■ **What to do**
Count the lines below that contain the string "noodle". Output only the count.
**********
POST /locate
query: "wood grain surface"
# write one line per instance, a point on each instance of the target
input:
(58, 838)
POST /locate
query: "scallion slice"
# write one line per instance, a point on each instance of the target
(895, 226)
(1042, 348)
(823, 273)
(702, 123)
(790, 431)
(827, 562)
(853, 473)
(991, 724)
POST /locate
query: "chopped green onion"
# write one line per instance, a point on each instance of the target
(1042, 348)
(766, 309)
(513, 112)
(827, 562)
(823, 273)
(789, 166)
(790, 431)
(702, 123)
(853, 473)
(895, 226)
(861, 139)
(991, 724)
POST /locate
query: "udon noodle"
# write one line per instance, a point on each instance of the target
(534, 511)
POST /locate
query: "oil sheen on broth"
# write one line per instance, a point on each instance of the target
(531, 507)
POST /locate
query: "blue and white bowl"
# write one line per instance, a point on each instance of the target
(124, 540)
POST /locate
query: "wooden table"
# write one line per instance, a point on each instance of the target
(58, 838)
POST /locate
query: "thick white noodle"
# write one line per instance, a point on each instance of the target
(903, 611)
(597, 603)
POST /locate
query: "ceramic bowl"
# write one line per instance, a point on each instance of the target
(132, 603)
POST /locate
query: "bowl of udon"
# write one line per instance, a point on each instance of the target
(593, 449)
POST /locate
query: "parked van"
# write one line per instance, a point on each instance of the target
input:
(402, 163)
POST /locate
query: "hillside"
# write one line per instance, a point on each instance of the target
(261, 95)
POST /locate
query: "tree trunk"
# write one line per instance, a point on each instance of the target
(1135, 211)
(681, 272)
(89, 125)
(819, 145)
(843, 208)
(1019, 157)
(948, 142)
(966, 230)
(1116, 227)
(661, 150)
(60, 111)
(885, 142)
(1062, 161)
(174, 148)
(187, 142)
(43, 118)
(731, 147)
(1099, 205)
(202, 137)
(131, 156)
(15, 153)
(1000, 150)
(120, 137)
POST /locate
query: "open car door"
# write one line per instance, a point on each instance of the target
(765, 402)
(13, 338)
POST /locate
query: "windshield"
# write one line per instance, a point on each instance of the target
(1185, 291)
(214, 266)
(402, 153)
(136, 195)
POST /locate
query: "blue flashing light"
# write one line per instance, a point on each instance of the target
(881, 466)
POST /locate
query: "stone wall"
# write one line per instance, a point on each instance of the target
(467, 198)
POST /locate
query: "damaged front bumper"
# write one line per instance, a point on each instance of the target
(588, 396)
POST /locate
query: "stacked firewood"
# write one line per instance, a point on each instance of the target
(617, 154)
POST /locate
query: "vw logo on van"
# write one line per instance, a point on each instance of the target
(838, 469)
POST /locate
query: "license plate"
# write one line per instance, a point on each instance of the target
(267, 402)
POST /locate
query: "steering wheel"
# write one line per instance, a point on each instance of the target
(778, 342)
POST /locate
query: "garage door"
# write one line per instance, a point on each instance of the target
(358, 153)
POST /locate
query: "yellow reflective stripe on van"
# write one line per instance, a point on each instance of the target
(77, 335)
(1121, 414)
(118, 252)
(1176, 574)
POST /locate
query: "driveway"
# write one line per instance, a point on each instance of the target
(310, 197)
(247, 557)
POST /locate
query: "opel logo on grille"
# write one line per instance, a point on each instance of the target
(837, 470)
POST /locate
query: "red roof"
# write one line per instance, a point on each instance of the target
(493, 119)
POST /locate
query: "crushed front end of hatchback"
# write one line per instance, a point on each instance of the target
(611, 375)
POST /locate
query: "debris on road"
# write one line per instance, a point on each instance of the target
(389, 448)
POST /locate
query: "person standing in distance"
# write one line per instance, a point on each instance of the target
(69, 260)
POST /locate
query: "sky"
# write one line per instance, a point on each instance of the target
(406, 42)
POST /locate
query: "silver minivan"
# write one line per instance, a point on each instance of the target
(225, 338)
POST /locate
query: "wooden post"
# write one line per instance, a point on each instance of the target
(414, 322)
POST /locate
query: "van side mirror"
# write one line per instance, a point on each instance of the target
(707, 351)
**********
■ **Reply**
2